-- Trecho apresentado --

Alguns pensamentos de Rumi:

1. Por que você permanece na prisão quando a porta está completamente aberta ?

2. O anjo salva-se pelo conhecimento, o animal pela ignorância; entre os dois o homem permanece em litígio.


3. "Vem.
Conversemos através da alma.
Revelemos o que é secreto aos olhos e ouvidos.
Sem exibir os dentes,
sorri comigo, como um botão de rosa.
Entendamo-nos pelos pensamentos,
sem língua, sem lábios.
Sem abrir a boca,
contemo-nos todos os segredos do mundo,
como faria o intelecto divino.
Fujamos dos incrédulos
que só são capazes de entender
se escutam palavras e vêem rostos.
Ninguém fala para si mesmo em voz alta.
Já que todos somos um,
falemos desse outro modo.
Como podes dizer à tua mão: "toca",
se todas as mãos são uma?
Vem, conversemos assim.
Os pés e as mãos conhecem o desejo da alma.
Fechemos pois a boca e conversemos através da alma.
Só a alma conhece o destino de tudo, passo a passo.
Vem, se te interessas, posso mostrar-te."

-- Dados fornecidos --
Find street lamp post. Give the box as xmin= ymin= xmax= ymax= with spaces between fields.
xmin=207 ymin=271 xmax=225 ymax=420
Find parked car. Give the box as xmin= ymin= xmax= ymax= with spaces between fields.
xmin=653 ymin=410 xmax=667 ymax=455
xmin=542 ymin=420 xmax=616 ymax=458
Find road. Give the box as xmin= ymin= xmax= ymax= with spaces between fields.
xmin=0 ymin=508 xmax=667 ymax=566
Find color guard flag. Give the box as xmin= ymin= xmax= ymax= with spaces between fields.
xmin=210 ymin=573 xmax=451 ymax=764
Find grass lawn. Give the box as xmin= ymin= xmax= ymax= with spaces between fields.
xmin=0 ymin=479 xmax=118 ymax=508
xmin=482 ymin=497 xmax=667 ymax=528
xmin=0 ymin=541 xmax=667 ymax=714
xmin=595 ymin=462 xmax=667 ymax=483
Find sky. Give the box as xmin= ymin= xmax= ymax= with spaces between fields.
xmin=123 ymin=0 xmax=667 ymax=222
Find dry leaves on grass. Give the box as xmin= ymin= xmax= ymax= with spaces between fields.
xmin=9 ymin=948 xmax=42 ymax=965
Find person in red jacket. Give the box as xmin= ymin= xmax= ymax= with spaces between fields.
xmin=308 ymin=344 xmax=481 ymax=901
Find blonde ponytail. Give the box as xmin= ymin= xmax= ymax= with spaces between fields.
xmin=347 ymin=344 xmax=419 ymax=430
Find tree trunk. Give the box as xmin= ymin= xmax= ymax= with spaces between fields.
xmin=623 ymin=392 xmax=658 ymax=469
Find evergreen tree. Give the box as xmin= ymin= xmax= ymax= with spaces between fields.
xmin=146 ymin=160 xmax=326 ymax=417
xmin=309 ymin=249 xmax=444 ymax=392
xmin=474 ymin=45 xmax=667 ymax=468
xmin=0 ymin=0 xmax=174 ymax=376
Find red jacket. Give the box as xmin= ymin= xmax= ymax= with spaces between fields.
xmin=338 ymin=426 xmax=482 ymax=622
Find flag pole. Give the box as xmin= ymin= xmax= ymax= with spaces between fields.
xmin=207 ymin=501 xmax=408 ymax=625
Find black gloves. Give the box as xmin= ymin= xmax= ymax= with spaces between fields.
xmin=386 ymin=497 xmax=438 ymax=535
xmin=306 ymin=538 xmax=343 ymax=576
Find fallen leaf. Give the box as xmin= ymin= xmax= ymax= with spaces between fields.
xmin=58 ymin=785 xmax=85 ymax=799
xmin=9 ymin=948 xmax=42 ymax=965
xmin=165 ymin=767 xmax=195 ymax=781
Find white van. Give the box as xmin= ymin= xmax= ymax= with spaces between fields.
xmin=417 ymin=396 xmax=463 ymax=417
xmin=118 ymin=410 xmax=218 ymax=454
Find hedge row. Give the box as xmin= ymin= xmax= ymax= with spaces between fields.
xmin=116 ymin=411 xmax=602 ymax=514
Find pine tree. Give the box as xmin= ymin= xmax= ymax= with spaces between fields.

-- Exercícios propostos --
a) Quais formas verbais no imperativo da primeira pessoa do plural aparecem no terceiro dos pensamentos de Rumi? Cite cada uma só uma vez.
b) Responda com base nos pensamentos de Rumi:
(i) Segundo o primeiro pensamento, como está a porta?
(ii) Segundo o segundo pensamento, pelo que o anjo se salva?
(iii) Segundo o terceiro pensamento, o que só a alma conhece?

-- Exercícios resolvidos --
a) Conversemos, Revelemos, Entendamo-nos, contemo-nos, Fujamos, falemos, Fechemos

b)
(i) Completamente aberta.
(ii) Pelo conhecimento.
(iii) O destino de tudo, passo a passo.